▶ What you are asked to do: Reproduce word for word the part of the records that opens with their first line and closes with the line containing "(500, 29), (952, 640)", with both of those lines included.

▶ Dataset rows:

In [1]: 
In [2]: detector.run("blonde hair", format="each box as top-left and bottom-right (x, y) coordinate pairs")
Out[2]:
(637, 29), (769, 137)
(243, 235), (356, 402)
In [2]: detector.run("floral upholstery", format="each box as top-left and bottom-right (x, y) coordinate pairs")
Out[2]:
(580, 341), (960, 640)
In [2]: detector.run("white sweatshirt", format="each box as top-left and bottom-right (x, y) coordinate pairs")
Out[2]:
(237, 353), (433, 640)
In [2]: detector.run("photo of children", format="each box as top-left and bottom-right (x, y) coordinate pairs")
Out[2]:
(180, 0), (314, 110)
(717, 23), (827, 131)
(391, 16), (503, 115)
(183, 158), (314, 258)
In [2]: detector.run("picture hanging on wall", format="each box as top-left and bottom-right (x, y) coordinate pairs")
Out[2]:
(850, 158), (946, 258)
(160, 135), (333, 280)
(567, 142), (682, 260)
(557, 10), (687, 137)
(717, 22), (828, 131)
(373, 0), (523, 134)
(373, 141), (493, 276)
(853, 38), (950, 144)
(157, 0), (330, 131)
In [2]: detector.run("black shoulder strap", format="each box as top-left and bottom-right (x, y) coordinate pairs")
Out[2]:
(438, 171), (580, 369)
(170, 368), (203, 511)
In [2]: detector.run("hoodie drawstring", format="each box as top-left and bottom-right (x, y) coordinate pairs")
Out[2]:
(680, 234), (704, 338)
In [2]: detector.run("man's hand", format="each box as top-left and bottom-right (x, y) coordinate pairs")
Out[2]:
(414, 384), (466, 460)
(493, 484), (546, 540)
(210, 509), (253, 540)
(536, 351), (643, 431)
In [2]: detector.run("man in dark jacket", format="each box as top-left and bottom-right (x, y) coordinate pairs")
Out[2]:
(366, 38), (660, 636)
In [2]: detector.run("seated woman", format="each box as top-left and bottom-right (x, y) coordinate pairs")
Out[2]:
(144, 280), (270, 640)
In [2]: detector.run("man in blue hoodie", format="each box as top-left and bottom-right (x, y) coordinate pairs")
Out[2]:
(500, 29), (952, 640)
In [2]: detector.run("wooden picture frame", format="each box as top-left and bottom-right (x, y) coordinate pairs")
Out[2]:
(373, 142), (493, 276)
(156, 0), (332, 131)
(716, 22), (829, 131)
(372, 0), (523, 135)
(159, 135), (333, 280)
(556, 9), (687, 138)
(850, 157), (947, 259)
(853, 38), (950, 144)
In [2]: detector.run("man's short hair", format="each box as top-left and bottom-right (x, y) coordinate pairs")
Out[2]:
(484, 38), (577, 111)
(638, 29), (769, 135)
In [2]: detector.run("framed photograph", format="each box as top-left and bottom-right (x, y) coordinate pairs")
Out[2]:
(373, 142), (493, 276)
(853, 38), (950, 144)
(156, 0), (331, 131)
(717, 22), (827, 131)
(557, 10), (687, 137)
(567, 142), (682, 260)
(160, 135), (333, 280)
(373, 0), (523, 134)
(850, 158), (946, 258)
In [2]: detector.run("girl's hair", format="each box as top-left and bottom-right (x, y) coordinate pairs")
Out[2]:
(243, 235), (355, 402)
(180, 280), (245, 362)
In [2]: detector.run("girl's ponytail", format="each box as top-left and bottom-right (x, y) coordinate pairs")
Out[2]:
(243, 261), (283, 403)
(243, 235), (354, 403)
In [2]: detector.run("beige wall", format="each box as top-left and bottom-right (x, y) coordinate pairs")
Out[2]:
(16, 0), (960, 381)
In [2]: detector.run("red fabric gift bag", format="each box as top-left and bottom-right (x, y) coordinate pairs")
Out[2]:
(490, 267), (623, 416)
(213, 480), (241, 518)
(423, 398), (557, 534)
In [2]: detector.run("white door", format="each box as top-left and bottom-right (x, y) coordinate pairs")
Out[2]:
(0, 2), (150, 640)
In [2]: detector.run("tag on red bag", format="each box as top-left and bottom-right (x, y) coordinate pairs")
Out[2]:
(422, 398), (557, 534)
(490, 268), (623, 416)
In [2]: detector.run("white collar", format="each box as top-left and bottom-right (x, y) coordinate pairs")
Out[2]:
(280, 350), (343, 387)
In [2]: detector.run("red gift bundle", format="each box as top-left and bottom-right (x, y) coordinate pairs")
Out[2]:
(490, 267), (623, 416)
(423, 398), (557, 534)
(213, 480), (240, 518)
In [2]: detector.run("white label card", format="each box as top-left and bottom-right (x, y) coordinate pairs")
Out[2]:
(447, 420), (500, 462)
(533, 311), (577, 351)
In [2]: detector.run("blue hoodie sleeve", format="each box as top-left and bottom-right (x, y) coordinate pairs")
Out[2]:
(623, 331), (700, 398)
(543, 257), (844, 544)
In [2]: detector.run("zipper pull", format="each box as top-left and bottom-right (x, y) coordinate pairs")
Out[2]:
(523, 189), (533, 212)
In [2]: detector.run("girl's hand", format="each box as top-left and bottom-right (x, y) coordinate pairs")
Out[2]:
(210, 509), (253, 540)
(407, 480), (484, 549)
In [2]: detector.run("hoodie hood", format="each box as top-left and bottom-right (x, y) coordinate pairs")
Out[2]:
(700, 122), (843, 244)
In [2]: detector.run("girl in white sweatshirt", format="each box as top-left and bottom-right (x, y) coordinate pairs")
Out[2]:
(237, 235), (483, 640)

▶ Worked solution:
In [1]: 
In [2]: detector.run("blonde hair", format="each box as top-left and bottom-right (x, y) coordinate pairs")
Out[2]:
(637, 29), (769, 137)
(243, 235), (356, 402)
In [2]: detector.run("floral upholstery", format="each box as top-left and bottom-right (x, y) coordinate pairs")
Out[2]:
(580, 341), (960, 640)
In [2]: detector.run("white sweatshirt", format="each box as top-left and bottom-right (x, y) coordinate pairs")
Out[2]:
(237, 353), (433, 640)
In [2]: detector.run("photo of children", format="each box as top-left and bottom-right (x, y) coordinate pairs")
Out[2]:
(180, 0), (314, 110)
(717, 23), (827, 131)
(391, 16), (503, 115)
(183, 158), (314, 258)
In [2]: detector.run("picture hanging on wall", format="each box as top-left and bottom-right (x, y) coordinate pairs")
Out[2]:
(850, 158), (946, 258)
(160, 135), (333, 280)
(567, 142), (682, 260)
(557, 10), (687, 137)
(717, 22), (828, 131)
(373, 0), (523, 134)
(373, 141), (493, 276)
(853, 38), (950, 144)
(157, 0), (330, 131)
In [2]: detector.run("black shoulder strap", format="each box as top-left and bottom-right (x, y) coordinate pairs")
Out[2]:
(438, 171), (580, 369)
(170, 368), (203, 511)
In [2]: detector.run("hoodie drawstring", format="each box as top-left and bottom-right (x, y) coordinate pairs")
Out[2]:
(680, 234), (704, 338)
In [2]: detector.run("man's hand", format="each box as top-left and bottom-right (x, y) coordinate pairs")
Out[2]:
(414, 384), (466, 460)
(493, 484), (546, 540)
(210, 509), (253, 540)
(536, 351), (643, 431)
In [2]: detector.run("man in dark jacket", format="each box as top-left and bottom-right (x, y) coordinate pairs")
Out[2]:
(366, 38), (660, 636)
In [2]: detector.run("seated woman", format="each box as top-left and bottom-right (x, y) coordinate pairs")
Out[2]:
(144, 280), (270, 640)
In [2]: detector.run("man in blue hoodie", format="each box as top-left and bottom-right (x, y) coordinate pairs")
Out[2]:
(500, 29), (952, 640)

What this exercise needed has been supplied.